### Set exercise a
Show each line of the listing that contains the string "grass".

### Document passage
- - -

22 comments on “Perfectly Good: The Top 10 John Hiatt Songs

  1. Scoop McGuire

    Honorable Mention – Lipstick Sunset and one should check out the live version of Thing Called Love off of Hiatt Comes Alive at Budokan – swampy swampy swampy

    • Lipstick Sunset is an excellent song, and that live version of Thing Called Love from “Comes Alive At Budokan?” is amazing!

  2. Can’t go wrong with most of the Hiatt catalogue, but I would offer up “She Loves the Jerk,” “Trudy and Dave” and (as politically incorrect as it may sound) “The Negros Were Dancing” which I think is a fantastic “white guy” tribute to the music of Black Culture.

  3. No argument. More subjective suggestions…”Drive South”, “Permanent Hurt”, “Slow Turning”, “Something Wild”, “Buffalo River Home”, “Angel” & “Real Fine Love”.

    Ever considered makin’ it a “Top 20”, JV? :]

  4. George Guttler

    “She Don’t Love Nobody” covered by Nick Lowe and by the Desert Rose Band……also his entire “Walk On” LP from 1995, esp “Your Love Is My Rest”

    • “She Don’t Love Nobody” is fantastic, and you’re absolutely right about “Walk On.” It’s a very good (and often underrated) album.

  5. Jim Lunsford

    “Feels Like Rain” is one the very best recordings I know. Evocative lyrics, a production/arrangement that underscores the mood of the song, and an incredibly passionate performance by Hiatt make this song more than great — it’s a Desert Island Disk. Check it out.

    • Jim, I agree that “Feels Like Rain” is one of Hiatt’s best. It just missed making the cut. So hard to choose just ten songs from such a rich catalogue.

  6. Yeah…I think you could get a Top 20 out of Hiatt with no problem. In addition to those tunes mentioned previously I’d venture that he also ranks with Randy Newman as one of the funniest writers around. How can you not laugh at tunes like “Ethylene” or “Solar Sex Panel.”

  7. Chris Koenig

    “ Icy Blue Heart” gives me the chills.

- - -

Dataset records
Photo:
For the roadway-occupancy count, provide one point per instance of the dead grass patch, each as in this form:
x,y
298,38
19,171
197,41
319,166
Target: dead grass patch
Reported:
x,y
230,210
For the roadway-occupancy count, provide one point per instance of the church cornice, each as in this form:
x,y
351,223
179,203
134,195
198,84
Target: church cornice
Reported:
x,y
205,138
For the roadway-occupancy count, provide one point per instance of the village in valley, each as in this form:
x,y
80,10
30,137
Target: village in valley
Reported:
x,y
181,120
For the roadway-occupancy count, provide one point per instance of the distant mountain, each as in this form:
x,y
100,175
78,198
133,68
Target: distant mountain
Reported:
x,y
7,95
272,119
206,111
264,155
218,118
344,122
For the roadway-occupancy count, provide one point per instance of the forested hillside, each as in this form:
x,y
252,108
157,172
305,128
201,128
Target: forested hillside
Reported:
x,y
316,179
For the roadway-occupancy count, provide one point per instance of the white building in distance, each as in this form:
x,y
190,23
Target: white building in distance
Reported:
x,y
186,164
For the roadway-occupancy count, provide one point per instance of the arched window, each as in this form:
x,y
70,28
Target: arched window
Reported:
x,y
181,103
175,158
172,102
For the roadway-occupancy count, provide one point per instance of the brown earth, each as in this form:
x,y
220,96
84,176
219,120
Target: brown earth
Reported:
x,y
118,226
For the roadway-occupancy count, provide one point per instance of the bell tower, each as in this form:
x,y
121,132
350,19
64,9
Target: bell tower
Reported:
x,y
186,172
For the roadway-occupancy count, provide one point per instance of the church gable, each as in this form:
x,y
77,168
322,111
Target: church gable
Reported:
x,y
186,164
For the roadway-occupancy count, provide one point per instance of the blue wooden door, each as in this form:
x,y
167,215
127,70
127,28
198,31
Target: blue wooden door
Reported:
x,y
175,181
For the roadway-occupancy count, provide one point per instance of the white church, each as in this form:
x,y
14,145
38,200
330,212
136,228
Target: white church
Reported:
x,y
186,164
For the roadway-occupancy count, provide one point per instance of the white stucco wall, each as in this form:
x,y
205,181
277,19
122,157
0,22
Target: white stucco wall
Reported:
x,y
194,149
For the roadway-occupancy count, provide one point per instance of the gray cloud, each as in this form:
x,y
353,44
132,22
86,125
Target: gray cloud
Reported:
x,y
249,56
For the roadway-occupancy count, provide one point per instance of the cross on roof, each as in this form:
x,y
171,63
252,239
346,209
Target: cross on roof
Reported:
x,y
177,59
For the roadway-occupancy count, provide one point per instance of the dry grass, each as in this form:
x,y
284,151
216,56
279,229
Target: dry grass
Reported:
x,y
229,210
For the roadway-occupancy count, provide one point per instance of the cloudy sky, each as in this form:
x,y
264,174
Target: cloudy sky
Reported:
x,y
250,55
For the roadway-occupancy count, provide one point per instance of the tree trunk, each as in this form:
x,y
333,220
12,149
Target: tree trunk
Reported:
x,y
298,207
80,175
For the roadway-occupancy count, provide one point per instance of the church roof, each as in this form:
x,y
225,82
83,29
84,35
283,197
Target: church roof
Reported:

- - -

### Set exercise b
Answer these questions about the comment thread:
(i) What live album does Scoop McGuire name for the live version of "Thing Called Love"?
(ii) According to George Guttler, who covered "She Don't Love Nobody"?
(iii) In the comment beginning "Yeah…I think you could get a Top 20", which writer is Hiatt ranked with as one of the funniest around?

### Exercise response a
For the roadway-occupancy count, provide one point per instance of the dead grass patch, each as in this form:
Target: dead grass patch
For the roadway-occupancy count, provide one point per instance of the dry grass, each as in this form:
Target: dry grass

### Exercise response b
(i) Hiatt Comes Alive at Budokan
(ii) Nick Lowe and the Desert Rose Band
(iii) Randy Newman